Start of Supplied material
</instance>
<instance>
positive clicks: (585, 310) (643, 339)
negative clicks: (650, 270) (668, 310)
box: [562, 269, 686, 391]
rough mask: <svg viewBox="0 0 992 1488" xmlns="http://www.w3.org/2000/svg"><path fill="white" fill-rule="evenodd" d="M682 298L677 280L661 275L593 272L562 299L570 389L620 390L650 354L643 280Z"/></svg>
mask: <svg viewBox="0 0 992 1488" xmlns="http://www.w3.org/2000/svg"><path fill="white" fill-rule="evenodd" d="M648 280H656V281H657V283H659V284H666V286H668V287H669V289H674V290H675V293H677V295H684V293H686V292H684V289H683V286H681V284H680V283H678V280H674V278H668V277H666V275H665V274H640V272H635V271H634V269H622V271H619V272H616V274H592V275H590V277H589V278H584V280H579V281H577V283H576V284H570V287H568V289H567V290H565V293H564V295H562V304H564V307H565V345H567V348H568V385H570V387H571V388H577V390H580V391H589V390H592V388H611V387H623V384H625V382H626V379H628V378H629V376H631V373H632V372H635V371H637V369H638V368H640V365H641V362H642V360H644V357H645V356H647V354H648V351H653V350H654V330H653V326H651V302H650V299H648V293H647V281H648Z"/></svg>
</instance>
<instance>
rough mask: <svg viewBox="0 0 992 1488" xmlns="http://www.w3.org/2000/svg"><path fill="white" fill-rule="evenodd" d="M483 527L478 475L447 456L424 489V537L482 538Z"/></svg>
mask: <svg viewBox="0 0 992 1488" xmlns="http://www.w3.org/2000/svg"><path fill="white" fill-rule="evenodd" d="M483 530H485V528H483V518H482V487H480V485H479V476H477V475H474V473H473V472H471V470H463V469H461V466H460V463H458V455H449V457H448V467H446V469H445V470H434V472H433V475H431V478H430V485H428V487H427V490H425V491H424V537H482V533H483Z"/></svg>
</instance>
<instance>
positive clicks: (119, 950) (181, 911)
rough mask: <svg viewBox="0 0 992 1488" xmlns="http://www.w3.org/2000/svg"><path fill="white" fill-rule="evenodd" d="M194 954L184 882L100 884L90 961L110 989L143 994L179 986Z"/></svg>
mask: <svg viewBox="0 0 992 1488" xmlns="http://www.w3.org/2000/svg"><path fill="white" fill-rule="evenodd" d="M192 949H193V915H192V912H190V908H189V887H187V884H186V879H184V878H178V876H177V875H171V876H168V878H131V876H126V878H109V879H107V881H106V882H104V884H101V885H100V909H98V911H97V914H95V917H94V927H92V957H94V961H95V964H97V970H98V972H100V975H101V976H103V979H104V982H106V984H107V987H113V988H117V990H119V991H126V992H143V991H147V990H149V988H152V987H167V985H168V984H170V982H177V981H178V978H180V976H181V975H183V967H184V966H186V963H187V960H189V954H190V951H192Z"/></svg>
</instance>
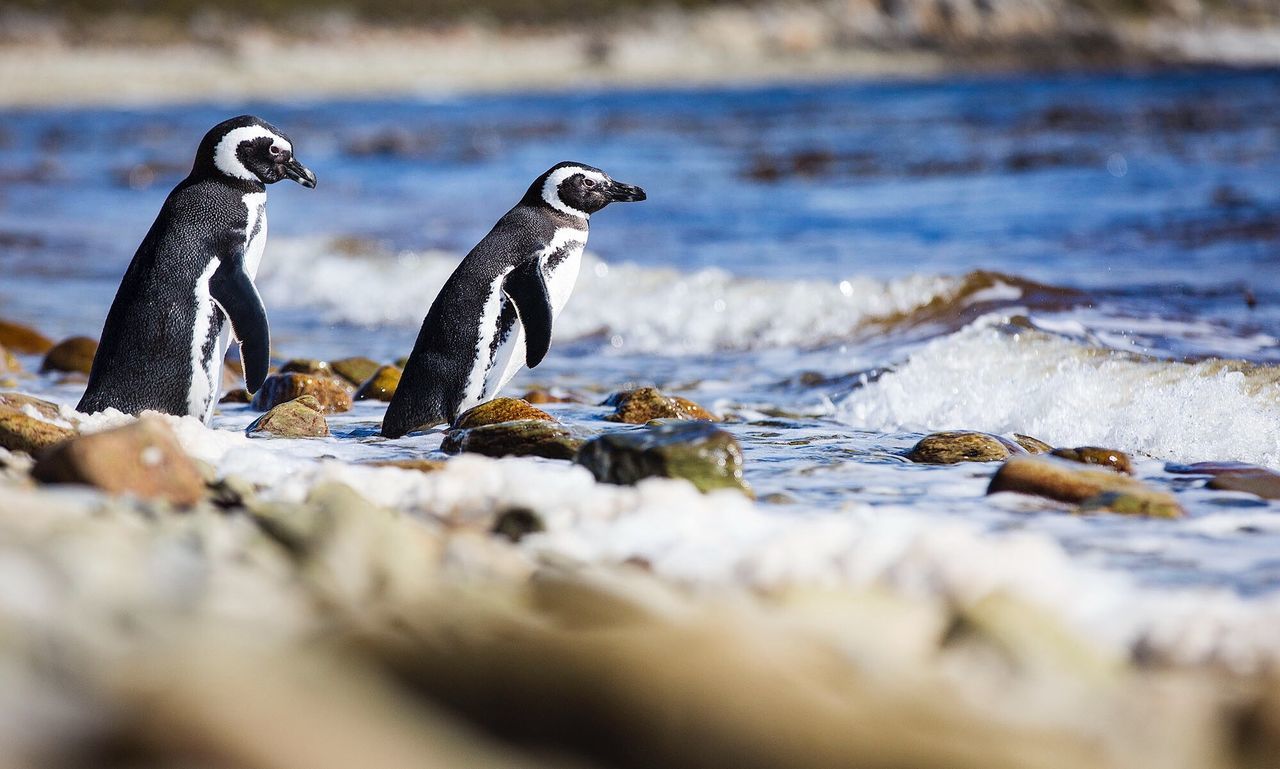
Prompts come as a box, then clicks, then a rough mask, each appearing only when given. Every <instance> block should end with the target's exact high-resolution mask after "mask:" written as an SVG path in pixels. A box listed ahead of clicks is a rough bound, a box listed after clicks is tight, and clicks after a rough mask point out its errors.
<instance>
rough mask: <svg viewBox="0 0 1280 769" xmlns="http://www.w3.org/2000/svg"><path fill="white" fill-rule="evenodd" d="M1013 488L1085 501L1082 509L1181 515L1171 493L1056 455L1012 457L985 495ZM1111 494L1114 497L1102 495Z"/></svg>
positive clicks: (1035, 492) (1149, 513) (1012, 490)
End of Supplied material
__What needs to be done__: Output every record above word for word, omitting any pictures they contain.

__Final answer__:
</instance>
<instance>
positive clicks: (585, 310) (643, 339)
negative clicks: (650, 270) (668, 310)
box: [562, 269, 686, 391]
rough mask: <svg viewBox="0 0 992 1488" xmlns="http://www.w3.org/2000/svg"><path fill="white" fill-rule="evenodd" d="M682 298L677 280L661 275L593 272L562 299L570 389L620 390L650 354L643 280Z"/></svg>
mask: <svg viewBox="0 0 992 1488" xmlns="http://www.w3.org/2000/svg"><path fill="white" fill-rule="evenodd" d="M648 280H656V281H657V283H659V284H666V286H668V287H669V289H674V290H675V293H677V295H684V293H686V292H684V289H683V286H681V284H680V283H678V280H674V278H668V277H666V275H665V274H640V272H635V271H634V269H622V271H619V272H616V274H592V275H590V277H589V278H584V280H579V281H577V283H576V284H570V287H568V289H567V290H565V293H564V295H562V304H564V307H565V345H567V348H568V385H570V387H571V388H577V390H580V391H589V390H592V388H611V387H623V384H625V382H626V379H628V378H629V376H631V373H632V372H635V371H637V369H638V368H640V365H641V362H642V360H644V357H645V356H647V354H648V351H653V350H654V330H653V326H651V302H650V299H648V293H647V281H648Z"/></svg>
</instance>
<instance>
rough mask: <svg viewBox="0 0 992 1488" xmlns="http://www.w3.org/2000/svg"><path fill="white" fill-rule="evenodd" d="M483 527L478 475L447 456L424 489V537L482 538Z"/></svg>
mask: <svg viewBox="0 0 992 1488" xmlns="http://www.w3.org/2000/svg"><path fill="white" fill-rule="evenodd" d="M483 530H485V528H483V518H482V487H480V485H479V476H477V475H474V473H473V472H471V470H463V469H461V466H460V463H458V455H449V457H448V467H446V469H445V470H434V472H433V475H431V478H430V485H428V487H427V490H425V491H424V537H482V533H483Z"/></svg>
</instance>
<instance>
positive clicks: (119, 950) (181, 911)
rough mask: <svg viewBox="0 0 992 1488" xmlns="http://www.w3.org/2000/svg"><path fill="white" fill-rule="evenodd" d="M194 954L184 882L100 884L90 961L110 989L143 994L179 986Z"/></svg>
mask: <svg viewBox="0 0 992 1488" xmlns="http://www.w3.org/2000/svg"><path fill="white" fill-rule="evenodd" d="M192 949H193V915H192V912H190V908H189V887H187V884H186V879H184V878H178V876H177V875H171V876H168V878H131V876H126V878H109V879H107V881H106V882H104V884H101V885H100V909H98V911H97V914H95V917H94V927H92V957H94V961H95V964H97V970H98V972H100V975H101V976H103V979H104V982H106V984H107V987H113V988H117V990H119V991H126V992H143V991H147V990H149V988H152V987H167V985H168V984H170V982H177V981H178V978H180V976H181V975H183V967H184V966H186V963H187V960H189V954H190V951H192Z"/></svg>
</instance>
Prompts come as a box, then clicks, then a rough mask, each appearing only when given. Every <instance> block should end with the target's exact high-resolution mask after "mask:" written as an SVG path in pixels. A box listed ahead of clicks is a rough bound, a box listed after clicks is tight, and clicks after a rough mask point out its errors.
<instance>
rough mask: <svg viewBox="0 0 1280 769" xmlns="http://www.w3.org/2000/svg"><path fill="white" fill-rule="evenodd" d="M1013 488L1085 501L1082 509L1181 515L1171 493L1056 455L1012 457L985 495ZM1111 494L1114 497L1102 495Z"/></svg>
positive clicks: (1035, 492) (1149, 513) (1012, 490)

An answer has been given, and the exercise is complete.